▸ Task directions: Filter the lines below, keeping each one that contains the string "Short" and dropping the rest. Treat uppercase and lowercase letters as distinct when matching.

---+---

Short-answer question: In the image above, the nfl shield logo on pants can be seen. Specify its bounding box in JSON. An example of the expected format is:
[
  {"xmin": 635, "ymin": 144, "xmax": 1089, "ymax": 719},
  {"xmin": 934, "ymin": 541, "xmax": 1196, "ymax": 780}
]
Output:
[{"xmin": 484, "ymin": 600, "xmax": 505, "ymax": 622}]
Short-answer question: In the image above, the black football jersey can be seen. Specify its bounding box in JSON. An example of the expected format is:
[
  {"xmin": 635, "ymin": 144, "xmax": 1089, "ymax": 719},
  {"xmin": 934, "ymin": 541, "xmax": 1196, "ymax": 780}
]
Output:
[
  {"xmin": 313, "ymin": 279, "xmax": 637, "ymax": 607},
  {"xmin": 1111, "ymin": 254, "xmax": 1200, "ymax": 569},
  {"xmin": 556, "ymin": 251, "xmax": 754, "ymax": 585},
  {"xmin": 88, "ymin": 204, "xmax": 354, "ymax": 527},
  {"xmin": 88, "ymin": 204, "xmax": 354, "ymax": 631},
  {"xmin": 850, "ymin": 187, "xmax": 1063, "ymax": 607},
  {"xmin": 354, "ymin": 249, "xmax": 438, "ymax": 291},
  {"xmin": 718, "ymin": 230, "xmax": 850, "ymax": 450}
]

---+---

▸ Reply to the task:
Short-answer question: In the image above, the nfl shield logo on pants can be seen. Specify its bounding box in JSON. An example of the expected format is:
Short-answer question: In the image above, the black football jersey can be seen. Specify its bounding box in JSON. An example of the expected format is:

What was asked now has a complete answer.